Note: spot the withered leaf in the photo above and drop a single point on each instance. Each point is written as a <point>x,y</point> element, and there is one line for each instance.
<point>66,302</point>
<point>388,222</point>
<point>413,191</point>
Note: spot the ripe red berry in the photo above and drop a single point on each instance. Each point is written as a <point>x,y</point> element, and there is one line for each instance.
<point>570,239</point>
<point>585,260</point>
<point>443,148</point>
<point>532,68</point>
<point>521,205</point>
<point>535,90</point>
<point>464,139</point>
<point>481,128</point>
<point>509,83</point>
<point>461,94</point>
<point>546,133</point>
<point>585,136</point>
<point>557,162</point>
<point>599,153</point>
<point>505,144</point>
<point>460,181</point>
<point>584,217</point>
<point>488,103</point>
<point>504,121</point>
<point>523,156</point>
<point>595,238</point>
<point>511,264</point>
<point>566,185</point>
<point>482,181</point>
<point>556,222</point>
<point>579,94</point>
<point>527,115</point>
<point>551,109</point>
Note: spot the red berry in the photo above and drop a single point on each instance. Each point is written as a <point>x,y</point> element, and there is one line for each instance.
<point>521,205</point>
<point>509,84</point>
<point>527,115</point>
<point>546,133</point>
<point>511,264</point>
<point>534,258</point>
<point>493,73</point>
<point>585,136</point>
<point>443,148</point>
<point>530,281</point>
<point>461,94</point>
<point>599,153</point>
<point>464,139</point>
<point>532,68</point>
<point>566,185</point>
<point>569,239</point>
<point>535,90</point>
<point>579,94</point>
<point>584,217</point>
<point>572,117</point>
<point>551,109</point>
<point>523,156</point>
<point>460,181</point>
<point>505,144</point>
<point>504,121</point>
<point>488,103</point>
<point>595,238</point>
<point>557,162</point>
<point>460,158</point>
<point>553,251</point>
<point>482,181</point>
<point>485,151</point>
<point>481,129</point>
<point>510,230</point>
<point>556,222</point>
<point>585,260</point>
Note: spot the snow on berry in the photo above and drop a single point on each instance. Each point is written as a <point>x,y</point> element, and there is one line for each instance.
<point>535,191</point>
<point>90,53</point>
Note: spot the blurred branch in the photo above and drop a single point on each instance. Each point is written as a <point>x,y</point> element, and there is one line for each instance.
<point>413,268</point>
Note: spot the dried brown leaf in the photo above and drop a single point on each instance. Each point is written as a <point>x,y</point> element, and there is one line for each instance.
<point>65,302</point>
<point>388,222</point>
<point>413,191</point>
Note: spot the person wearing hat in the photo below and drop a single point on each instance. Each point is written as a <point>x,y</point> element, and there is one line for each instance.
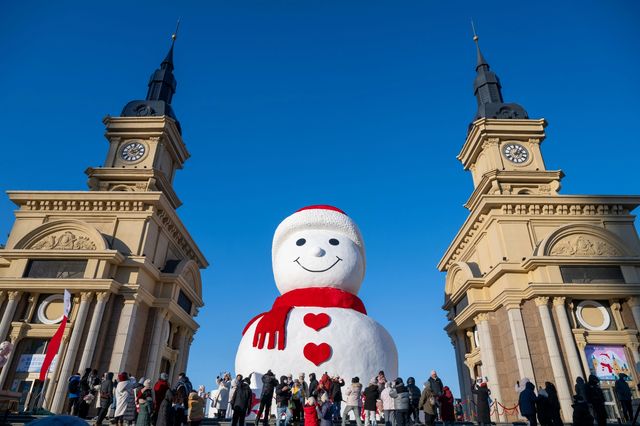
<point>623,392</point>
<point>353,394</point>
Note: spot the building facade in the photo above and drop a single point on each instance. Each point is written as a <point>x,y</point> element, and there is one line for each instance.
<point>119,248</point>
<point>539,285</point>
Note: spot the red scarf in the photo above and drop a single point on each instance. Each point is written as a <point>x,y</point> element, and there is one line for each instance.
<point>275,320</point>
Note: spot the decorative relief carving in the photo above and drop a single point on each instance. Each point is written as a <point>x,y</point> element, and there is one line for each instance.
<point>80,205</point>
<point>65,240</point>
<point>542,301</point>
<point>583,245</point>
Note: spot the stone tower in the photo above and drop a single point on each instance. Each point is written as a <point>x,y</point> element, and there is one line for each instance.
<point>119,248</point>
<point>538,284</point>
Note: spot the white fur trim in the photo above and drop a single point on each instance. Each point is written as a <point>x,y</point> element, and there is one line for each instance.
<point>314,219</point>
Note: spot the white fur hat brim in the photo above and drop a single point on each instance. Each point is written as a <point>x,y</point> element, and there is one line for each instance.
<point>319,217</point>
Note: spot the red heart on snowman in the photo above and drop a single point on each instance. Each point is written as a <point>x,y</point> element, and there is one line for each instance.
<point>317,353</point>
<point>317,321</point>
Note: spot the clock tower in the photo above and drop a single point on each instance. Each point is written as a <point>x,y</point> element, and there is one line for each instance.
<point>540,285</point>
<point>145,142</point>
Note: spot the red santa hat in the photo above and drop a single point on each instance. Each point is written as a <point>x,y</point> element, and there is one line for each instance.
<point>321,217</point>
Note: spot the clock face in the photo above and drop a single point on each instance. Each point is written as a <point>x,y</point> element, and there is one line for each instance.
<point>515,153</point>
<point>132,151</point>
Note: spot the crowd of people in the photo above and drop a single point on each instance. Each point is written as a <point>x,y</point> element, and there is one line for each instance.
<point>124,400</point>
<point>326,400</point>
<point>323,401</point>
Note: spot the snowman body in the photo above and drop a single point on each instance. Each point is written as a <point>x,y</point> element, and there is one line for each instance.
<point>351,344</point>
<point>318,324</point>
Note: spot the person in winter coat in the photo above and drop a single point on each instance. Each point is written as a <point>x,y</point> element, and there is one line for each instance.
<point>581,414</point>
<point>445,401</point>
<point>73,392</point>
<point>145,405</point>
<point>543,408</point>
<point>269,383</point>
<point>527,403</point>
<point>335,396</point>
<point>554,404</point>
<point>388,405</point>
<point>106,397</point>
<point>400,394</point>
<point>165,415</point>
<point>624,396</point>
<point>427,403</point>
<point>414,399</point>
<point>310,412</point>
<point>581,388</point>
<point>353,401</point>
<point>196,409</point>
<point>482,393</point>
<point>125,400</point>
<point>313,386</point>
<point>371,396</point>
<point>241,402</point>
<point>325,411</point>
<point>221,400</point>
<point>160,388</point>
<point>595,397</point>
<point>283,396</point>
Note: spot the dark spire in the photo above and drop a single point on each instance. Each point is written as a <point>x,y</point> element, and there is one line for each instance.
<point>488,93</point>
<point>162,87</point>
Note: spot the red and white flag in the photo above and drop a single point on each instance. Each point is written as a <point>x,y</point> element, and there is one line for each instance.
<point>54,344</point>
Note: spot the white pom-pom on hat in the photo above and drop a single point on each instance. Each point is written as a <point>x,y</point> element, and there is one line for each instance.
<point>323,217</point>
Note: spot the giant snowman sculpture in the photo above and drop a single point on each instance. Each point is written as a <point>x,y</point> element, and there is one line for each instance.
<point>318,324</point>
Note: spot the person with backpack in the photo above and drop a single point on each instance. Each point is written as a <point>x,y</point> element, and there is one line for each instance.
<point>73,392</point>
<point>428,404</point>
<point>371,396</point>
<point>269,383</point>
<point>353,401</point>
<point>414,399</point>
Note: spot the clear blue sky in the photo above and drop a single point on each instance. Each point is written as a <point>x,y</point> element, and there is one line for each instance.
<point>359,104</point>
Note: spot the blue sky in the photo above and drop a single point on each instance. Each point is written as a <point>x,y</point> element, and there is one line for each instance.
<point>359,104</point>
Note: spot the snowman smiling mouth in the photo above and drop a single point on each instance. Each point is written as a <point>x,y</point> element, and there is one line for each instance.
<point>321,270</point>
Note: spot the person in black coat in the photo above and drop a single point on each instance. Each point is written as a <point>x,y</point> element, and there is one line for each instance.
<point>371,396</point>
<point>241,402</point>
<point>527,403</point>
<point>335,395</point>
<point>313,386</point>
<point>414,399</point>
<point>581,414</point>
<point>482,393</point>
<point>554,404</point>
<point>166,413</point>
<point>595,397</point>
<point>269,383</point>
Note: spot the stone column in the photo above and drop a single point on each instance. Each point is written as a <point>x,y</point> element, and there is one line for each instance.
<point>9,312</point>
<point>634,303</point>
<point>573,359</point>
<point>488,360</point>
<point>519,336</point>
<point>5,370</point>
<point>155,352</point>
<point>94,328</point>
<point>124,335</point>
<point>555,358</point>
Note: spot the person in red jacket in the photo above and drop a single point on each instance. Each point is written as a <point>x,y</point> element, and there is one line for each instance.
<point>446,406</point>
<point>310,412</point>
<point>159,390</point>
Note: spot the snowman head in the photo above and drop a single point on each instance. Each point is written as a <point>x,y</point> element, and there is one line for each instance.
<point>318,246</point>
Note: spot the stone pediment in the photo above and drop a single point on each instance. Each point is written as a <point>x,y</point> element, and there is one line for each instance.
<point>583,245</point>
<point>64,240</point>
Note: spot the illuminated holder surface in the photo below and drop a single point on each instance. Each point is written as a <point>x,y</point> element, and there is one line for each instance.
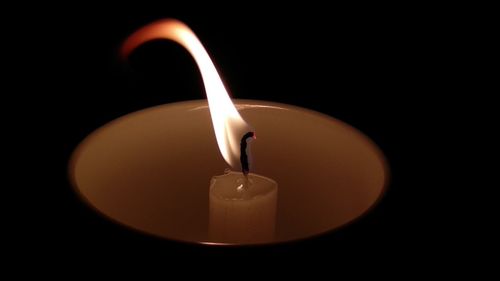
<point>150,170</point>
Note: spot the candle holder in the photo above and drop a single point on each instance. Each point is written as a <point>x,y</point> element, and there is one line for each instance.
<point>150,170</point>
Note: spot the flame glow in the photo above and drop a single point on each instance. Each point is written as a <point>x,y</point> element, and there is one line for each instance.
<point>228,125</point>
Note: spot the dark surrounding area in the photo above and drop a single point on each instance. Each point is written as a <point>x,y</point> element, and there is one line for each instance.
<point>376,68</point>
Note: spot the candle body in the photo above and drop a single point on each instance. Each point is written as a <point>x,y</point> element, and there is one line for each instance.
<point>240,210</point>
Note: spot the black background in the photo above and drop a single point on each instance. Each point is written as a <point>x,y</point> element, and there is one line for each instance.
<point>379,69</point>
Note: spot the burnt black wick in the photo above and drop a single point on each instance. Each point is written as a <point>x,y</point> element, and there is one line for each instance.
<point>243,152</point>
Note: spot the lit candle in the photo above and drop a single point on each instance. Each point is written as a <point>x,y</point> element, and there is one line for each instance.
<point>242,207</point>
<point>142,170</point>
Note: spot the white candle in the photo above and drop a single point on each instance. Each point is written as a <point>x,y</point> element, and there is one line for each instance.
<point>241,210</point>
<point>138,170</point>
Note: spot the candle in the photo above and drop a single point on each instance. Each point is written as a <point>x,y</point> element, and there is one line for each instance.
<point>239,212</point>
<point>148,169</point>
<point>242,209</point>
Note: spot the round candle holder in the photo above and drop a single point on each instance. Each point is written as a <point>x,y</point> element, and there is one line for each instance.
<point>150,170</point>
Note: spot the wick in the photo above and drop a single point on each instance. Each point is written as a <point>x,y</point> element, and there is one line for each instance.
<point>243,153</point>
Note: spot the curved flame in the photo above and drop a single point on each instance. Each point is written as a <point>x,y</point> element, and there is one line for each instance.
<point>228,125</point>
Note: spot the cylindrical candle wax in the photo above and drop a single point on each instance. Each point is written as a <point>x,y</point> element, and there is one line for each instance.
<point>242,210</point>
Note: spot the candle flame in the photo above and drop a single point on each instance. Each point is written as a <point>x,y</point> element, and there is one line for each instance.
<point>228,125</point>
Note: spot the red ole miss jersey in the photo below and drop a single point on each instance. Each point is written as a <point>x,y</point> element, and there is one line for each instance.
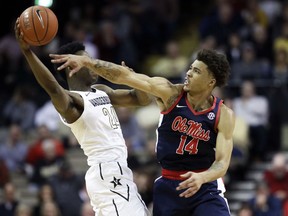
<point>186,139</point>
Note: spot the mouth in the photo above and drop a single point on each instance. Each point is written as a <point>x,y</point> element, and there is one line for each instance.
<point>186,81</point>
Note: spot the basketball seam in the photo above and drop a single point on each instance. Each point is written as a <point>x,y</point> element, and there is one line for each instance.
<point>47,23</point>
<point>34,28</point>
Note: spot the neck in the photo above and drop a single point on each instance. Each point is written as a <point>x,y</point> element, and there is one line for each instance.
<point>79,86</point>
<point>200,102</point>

* * *

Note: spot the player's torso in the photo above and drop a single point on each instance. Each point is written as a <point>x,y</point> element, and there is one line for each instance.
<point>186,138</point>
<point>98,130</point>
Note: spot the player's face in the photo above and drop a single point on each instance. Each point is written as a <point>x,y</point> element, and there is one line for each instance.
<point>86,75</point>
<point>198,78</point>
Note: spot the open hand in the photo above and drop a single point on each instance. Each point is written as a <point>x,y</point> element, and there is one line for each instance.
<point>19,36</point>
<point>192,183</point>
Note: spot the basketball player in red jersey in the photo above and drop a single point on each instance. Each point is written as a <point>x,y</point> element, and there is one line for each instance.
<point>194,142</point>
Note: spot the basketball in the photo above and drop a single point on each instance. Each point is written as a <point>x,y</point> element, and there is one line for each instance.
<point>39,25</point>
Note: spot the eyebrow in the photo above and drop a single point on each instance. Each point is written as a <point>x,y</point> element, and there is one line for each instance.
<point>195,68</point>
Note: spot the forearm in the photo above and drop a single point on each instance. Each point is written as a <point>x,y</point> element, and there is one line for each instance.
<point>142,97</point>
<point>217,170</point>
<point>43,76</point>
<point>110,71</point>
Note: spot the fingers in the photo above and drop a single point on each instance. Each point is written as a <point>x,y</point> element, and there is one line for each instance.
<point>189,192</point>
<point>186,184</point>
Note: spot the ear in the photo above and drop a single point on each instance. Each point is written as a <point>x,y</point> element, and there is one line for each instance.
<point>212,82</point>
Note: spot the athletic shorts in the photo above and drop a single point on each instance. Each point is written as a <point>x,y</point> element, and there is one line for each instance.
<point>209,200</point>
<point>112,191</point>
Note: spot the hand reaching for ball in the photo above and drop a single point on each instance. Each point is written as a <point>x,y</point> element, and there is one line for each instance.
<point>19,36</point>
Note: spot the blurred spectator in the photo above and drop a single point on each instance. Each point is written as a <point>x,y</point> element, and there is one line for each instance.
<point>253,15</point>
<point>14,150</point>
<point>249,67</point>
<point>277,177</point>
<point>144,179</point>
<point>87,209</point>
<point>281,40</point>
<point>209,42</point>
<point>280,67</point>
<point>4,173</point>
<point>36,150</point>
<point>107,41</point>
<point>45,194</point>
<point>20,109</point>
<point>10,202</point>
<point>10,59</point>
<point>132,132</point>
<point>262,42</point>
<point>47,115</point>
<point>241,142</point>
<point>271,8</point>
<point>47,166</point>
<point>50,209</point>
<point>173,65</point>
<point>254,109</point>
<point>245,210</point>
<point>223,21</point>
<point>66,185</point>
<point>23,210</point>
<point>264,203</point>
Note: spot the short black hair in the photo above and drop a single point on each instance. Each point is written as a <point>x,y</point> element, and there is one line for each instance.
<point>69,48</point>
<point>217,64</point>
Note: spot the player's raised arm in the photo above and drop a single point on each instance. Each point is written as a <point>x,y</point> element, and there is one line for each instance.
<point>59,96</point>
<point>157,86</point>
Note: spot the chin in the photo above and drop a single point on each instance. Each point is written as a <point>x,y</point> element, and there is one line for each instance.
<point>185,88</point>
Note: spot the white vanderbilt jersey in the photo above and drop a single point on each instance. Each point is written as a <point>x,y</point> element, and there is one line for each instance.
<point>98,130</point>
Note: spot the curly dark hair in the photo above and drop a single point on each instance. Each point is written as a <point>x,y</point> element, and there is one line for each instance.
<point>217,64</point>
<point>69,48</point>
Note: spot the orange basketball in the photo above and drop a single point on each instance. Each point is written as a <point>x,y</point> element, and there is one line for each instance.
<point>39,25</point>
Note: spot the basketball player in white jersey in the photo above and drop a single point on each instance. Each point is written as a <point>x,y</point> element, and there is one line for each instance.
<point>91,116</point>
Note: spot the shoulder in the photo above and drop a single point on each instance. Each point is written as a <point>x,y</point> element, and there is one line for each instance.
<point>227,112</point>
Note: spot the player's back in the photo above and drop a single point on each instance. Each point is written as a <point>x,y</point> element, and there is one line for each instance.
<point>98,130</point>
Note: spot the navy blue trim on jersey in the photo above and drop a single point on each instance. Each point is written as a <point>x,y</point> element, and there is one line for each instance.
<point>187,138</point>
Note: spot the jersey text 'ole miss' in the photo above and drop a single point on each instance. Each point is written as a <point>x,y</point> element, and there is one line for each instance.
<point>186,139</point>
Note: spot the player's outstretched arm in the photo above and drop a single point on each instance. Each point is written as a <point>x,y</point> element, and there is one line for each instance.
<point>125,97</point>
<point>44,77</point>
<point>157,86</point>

- _TASK STATEMENT_
Reproduce the records word for word, beginning with the line that contains "Note: spot the player's torso" and continuing through the line that contains "<point>195,68</point>", with both of those lines included.

- _FULL RESPONSE_
Note: spot the player's torso in the photo above and drop a single point on each instance. Each point is written as a <point>x,y</point> element, and there is one line for each instance.
<point>186,138</point>
<point>98,130</point>
Note: spot the player's face in the photo above and drop a single point on each instance. Each point is written as a <point>x,y</point> element, and there is one line for each instance.
<point>86,75</point>
<point>198,78</point>
Note: spot the open hand in the photo above and drop a single point on each instance. Each point is written as a <point>x,y</point> element, and there is one line for each instance.
<point>19,36</point>
<point>192,183</point>
Note: spot the basketball player in red jersey in the photo above and drop a single point on each instance. Each point is written as a <point>x,y</point> element, and there is one line for each instance.
<point>194,142</point>
Note: spot the basketball in the photo above and drop a single point on each instance. Each point is written as a <point>x,y</point> element, and there is one line for each instance.
<point>39,25</point>
Note: spot the eyebrow in the photo above and drop a single point on each instance. Each point is written as a <point>x,y</point> element, and there is one line for each instance.
<point>195,68</point>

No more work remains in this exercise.